TEXT SHOWN -
——————————

We're both wondering if you, if you need some kind of help,

Deirdre:

Because I have so many browsers,

Thomas:

I, feel like it's not a thing that was missing from my life was lots of different browsers

Deirdre:

I spent a long time as primarily a web application developer. And so I still have Opinions and a collection of browsers. And I would

Thomas:

is one of them opera.

Deirdre:

no, no, longer. Once upon a time, yes.

David:

is opera Chrome.

Deirdre:

it switched over to chromium, I think. Yeah. it used to be that you needed, you need an IE derivative, you need your Chrome derivative, you needed a WebKit derivative, and you needed, Mozilla and you needed, you know, opera because they were all different lineages. And now almost all of them are— including Edge, Opera and, you know, Brave, and Chrome are all the same, lineage. They're all chromium based. then, then Mozilla. so you only have the three now you have web based Chrome based and Firefox. And like that's basically it, it's kind of good. And also kind of,"meh".

Thomas:

opera. It mostly exists today to be a fraud signal. So I wish I was, I wish I was kidding. Hey, Paul, to view, um, we should have some secure messenger. think we can have some opinions about, well, we could start with Matrix?

Deirdre:

Okay.

Thomas:

I'm having trouble fathoming, what happened there.

David:

Yeah, so like, I, I haven't dug into the protocol, but like the description of the bug is enough to make me think what the fuck is going on with this protocol.

Deirdre:

Well, I don't know if it's the protocol because it seemed to be a vulnerability in their SDK, so.

——————————

PROVIDED RECORDS -
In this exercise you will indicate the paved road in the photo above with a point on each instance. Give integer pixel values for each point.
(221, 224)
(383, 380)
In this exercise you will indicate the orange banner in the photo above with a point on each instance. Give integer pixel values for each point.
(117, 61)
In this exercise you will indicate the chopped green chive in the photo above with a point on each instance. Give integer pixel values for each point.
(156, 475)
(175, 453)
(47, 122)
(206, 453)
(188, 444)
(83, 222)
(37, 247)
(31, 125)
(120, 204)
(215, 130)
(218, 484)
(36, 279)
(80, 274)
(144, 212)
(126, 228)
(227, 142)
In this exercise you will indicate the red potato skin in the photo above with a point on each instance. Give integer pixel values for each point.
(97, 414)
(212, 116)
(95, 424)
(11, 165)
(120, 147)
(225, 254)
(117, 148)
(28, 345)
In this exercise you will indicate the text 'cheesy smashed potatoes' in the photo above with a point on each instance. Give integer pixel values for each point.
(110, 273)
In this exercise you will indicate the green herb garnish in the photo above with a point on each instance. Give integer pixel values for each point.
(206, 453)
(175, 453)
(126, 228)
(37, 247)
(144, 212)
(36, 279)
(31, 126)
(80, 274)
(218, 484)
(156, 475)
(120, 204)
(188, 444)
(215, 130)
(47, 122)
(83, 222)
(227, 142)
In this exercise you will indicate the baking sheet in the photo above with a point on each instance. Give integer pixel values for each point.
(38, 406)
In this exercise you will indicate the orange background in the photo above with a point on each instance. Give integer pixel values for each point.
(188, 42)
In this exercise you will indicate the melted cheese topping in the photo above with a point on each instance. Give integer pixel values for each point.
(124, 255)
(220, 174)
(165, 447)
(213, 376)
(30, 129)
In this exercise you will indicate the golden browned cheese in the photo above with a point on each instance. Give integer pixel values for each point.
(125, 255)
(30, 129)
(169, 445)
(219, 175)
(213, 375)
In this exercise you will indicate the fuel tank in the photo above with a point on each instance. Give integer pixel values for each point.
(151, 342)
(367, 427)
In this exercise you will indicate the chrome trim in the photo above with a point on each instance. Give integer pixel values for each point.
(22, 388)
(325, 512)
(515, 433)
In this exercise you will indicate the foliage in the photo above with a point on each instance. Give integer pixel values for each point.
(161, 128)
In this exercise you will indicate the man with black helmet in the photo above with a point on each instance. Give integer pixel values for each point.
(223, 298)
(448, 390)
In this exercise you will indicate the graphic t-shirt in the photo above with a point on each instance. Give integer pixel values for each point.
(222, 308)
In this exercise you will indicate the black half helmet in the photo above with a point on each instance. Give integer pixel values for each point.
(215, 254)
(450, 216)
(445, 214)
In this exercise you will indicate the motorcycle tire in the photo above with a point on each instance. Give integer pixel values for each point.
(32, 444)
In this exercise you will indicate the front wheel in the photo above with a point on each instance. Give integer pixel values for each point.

——————————

TASK INSTRUCTIONS -
From the podcast transcript, write out the passage starting with "Yeah, so like, I, I" and going on through "with this protocol.", substituting "flaw" for "bug".

RESULT OF THE EXERCISE -
Yeah, so like, I, I haven't dug into the protocol, but like the description of the flaw is enough to make me think what the fuck is going on with this protocol.